Natural language region descriptions:
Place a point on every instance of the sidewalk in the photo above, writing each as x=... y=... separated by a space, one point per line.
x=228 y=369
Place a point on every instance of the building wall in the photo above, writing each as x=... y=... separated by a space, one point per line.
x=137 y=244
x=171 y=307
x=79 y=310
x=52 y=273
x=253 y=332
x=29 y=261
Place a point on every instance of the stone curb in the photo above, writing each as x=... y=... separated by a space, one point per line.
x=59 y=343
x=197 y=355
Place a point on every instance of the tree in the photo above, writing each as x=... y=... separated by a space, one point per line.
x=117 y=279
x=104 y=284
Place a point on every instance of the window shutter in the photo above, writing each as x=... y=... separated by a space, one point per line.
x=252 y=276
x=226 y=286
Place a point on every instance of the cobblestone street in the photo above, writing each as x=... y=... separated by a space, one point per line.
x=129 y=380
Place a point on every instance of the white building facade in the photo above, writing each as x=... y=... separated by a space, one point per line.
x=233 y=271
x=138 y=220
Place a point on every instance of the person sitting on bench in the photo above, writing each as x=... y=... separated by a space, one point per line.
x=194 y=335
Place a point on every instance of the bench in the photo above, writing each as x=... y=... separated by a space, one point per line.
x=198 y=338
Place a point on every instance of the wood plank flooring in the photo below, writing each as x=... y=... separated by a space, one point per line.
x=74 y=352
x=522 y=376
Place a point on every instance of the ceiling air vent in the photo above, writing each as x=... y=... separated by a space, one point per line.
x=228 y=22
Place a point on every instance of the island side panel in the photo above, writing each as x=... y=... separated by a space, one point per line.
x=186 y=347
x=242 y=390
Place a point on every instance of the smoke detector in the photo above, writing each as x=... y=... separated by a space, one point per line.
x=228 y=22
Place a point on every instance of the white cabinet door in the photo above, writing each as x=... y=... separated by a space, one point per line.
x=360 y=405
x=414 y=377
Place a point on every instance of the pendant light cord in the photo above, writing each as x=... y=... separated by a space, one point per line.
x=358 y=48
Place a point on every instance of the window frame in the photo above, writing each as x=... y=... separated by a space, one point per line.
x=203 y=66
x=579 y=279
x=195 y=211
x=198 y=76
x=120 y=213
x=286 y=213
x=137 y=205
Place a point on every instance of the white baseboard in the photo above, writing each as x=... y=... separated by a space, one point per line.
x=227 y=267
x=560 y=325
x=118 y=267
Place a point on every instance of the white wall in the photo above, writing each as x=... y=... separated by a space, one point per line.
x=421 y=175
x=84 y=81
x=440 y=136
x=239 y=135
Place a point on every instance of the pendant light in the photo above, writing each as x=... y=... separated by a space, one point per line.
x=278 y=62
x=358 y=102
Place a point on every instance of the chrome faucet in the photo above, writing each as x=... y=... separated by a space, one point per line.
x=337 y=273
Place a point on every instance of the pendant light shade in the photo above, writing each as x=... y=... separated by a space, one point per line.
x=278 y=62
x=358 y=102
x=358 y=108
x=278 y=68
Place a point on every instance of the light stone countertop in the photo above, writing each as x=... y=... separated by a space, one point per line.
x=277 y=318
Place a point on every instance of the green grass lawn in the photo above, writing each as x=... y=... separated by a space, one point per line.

**Task to carry out:** Only the lines from the one with "Place a point on every instance of the pendant light shade" through the last line of the records belong in the answer, each copied exactly.

**Task response:**
Place a point on every instance of the pendant light shade in the photo above, writing each as x=... y=... separated by a space, one point per line.
x=278 y=62
x=358 y=102
x=358 y=108
x=278 y=68
Place a point on every instance of the light stone countertop in the photo above, writing each as x=... y=... separated by a space, one point per line.
x=277 y=318
Place a point on every instance of the green grass lawn in the photo above, writing each as x=... y=... separated by a space, one point per line.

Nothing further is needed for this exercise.